---------- Data lines ----------

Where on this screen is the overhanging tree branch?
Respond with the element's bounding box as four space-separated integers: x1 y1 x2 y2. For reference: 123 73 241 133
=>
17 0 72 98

----------
---------- Data lines ----------

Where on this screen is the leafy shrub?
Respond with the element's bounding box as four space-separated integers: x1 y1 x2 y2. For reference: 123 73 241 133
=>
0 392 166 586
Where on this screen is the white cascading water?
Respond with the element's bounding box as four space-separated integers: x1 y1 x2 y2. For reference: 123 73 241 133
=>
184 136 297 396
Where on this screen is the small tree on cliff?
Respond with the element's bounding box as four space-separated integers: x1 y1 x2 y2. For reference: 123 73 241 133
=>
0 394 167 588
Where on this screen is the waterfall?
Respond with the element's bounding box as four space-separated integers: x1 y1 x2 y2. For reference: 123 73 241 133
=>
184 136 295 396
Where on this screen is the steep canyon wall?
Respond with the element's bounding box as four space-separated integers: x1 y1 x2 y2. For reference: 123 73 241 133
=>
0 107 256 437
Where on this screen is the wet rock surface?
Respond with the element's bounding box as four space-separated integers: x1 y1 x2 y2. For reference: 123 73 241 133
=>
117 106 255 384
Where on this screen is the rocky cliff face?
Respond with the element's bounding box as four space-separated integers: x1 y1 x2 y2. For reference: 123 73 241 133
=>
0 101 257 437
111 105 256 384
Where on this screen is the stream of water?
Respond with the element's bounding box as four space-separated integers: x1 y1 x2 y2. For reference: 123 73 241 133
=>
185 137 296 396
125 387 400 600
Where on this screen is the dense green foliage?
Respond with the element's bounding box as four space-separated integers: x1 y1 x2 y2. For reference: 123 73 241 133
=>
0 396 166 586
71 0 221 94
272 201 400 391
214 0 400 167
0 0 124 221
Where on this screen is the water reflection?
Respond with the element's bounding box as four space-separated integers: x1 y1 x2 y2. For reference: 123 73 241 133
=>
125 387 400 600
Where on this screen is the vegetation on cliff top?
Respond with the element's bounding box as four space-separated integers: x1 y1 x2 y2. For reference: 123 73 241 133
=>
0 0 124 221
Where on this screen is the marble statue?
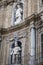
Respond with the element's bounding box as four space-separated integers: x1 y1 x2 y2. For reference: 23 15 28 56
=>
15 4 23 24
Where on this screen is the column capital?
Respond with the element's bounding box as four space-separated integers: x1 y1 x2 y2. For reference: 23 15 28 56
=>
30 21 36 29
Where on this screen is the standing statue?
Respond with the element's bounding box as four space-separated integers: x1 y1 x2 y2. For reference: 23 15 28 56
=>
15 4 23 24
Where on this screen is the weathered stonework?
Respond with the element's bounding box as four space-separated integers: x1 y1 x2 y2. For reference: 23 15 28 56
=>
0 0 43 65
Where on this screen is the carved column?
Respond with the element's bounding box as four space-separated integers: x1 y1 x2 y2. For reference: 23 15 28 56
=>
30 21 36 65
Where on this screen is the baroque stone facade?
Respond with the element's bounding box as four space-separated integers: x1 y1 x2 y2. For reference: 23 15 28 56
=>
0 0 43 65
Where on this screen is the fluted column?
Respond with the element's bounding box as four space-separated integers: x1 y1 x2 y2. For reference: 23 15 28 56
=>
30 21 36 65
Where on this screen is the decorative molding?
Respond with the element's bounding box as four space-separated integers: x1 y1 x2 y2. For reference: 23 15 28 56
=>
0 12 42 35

----------
---------- Data lines ----------

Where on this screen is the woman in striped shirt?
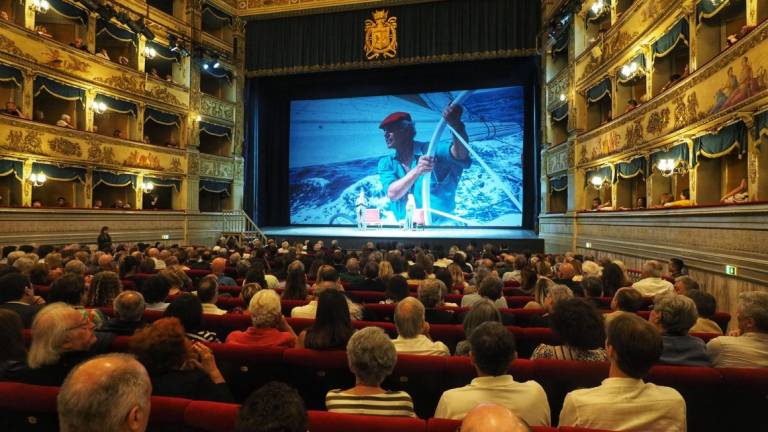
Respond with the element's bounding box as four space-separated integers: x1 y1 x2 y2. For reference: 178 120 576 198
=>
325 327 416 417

----------

■ Instruction:
Locate every line in the listing above that contains the word "cliff" and copy each of those lines.

■ Answer for the task:
Where on this screen is the small tree on cliff?
Where on this screen is the rocky cliff face?
Where on this screen is the vegetation on cliff top?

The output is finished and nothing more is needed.